### Activities
- a) In three sentences, summarize the conversation about criminal groups and corridos.
- b) Resume the conversation about criminal groups and corridos, starting after its last sentence.

### Document passage
>>

If they have something to say,

which I don’t think they do, you know,

I don’t think they, unless at some point in the future,

which is something I suspect might be coming,

that there is some sort of armed intervention

and or external attack on some of these criminal groups

that really puts the pressure on them.

You don’t think there’s a human aspect to this,

of a human being wanting their story to be known?

Versus, is this different than the propaganda machine

of I have something to say,

I have some message to put out there

to play the game of politics and power

and money and all that kind of stuff.

Isn’t there also a human being underneath all that armor

that for the sake of perhaps ego,

legacy wants to be understood?

I think in a way they already do that.

There’s corridos, which are basically Mexican folk songs

that get sung about some of them.

So in a way, some of these singers

are reporting on some of their lives

and it’s like, it’s a great honor

to have a corrido made about you.

Somebody made a corrido about me

based on my interviews, right?

I didn’t pay for it, so it’s a real one.

It feels cool.

So creating a myth, the legend of the man.

I think it’s about, I think a way

you can find somebody like that

is somebody that wants to get their story

specifically clear and straight.

<<

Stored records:
>>

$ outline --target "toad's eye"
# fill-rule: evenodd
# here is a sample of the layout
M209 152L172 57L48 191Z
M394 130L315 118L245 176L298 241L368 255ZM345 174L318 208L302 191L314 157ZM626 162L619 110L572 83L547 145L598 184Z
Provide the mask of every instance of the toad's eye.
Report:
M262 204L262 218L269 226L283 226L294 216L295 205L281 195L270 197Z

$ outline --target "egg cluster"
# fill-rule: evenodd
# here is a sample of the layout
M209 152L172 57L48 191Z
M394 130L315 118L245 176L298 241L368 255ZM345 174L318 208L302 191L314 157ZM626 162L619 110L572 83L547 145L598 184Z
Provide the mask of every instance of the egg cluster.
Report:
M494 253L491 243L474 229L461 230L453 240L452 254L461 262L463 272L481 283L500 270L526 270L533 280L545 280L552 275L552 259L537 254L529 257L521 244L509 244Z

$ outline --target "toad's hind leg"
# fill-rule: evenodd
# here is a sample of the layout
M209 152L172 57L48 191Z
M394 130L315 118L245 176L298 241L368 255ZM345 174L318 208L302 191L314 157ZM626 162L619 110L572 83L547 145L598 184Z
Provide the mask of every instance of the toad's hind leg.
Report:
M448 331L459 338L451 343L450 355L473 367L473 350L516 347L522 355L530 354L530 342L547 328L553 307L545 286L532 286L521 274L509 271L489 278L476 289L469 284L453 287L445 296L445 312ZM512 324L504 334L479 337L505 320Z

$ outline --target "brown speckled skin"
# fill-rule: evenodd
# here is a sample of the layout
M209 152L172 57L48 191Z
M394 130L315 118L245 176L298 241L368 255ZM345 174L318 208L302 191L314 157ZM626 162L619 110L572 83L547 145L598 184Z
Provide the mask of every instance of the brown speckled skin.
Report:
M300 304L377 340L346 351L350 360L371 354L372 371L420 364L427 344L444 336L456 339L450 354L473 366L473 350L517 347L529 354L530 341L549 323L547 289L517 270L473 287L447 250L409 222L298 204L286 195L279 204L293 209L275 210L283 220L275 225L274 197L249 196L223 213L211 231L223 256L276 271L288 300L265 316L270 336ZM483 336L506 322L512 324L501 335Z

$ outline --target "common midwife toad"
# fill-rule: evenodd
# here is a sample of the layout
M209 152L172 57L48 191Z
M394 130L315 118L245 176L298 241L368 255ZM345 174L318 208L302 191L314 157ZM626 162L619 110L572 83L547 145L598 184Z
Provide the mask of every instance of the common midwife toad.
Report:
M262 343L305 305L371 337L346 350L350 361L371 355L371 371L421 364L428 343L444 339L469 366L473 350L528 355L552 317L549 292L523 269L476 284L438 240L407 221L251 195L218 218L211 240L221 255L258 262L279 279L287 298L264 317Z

<<

### Answers in order
- a) One speaker doubts that members of these criminal groups have anything to say unless some armed intervention or external attack puts real pressure on them. The other asks whether there is a human being under the armor who, for ego or legacy, wants to be understood. The reply is that corridos, Mexican folk songs sung about some of these figures, already tell their stories; having one made about you is a great honor, and the speaker notes that someone made an unpaid corrido about the speaker based on the speaker's interviews.

- b)
Coming from that culture

and getting to work for the government down there

and then not working for the government down there

and being on the outside, being critical

of not only the government that is in place now,

but also the government that I actually work with.

I can tell you that there’s villains

all over the place down there.

Everybody’s a villain at all levels

in some way, shape or form.

And some of these people, I think in a way,

including El Chapo, I think that some of that meeting

was about film rights and stories

and being able to get his story out there.

I think, I’m not too sure because I wasn’t there,

but I suspect that some of that was going on.

If you can bring an honest voice down there,

they can trust to put that out there.

Yeah, I mean, I think you could try.

I’m interested in that kind of thing

because ultimately in some of those places,

like inside a cartel at the very top

is when you can really look at the raw aspects

of human nature in a way you can’t necessarily elsewhere.

There’s a youth coming into power down there.

And when I say youth, I mean,

some of the old guard is going out

and some of the new guard is coming in.

An example of this is El Chapo Guzman’s sons

who are now in their own right,

kind of gaining legendary status.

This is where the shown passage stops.